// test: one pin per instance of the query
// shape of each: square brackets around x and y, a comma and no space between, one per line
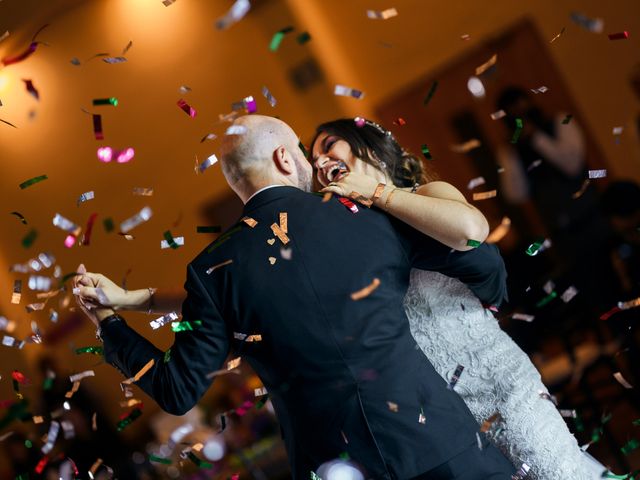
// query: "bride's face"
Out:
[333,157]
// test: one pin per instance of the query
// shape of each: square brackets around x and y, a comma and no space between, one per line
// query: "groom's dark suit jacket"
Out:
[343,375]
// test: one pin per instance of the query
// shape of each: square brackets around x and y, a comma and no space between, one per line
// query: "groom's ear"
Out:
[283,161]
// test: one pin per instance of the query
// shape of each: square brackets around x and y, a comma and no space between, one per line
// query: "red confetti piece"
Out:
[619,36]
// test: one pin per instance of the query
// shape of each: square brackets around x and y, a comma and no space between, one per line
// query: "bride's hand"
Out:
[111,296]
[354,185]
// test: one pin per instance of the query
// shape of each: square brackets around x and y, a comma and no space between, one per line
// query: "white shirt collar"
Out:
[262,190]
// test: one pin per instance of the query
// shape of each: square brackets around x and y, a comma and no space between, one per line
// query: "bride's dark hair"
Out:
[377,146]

---

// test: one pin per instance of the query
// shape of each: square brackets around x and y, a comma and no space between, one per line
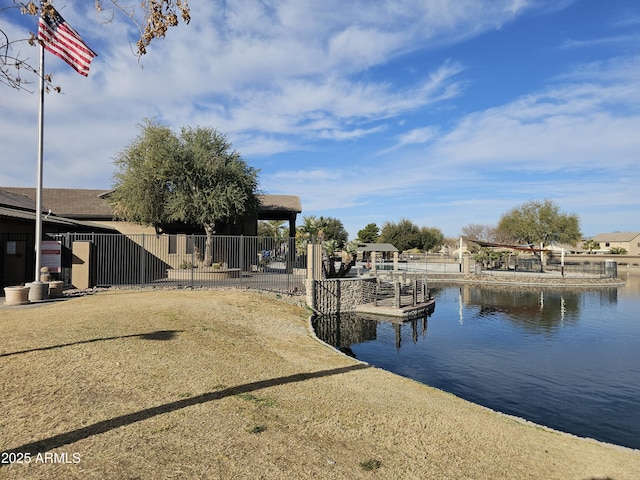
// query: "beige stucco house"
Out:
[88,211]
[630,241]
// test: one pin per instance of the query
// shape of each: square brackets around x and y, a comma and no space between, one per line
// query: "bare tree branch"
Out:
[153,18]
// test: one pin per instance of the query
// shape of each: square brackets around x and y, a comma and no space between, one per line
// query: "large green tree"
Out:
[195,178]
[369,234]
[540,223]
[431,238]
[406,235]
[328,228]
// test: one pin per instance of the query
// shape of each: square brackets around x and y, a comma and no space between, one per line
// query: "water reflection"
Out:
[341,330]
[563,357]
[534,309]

Aim. Count the lines in the records above that contain the word "groom". Reply with the number alone.

Final result. 2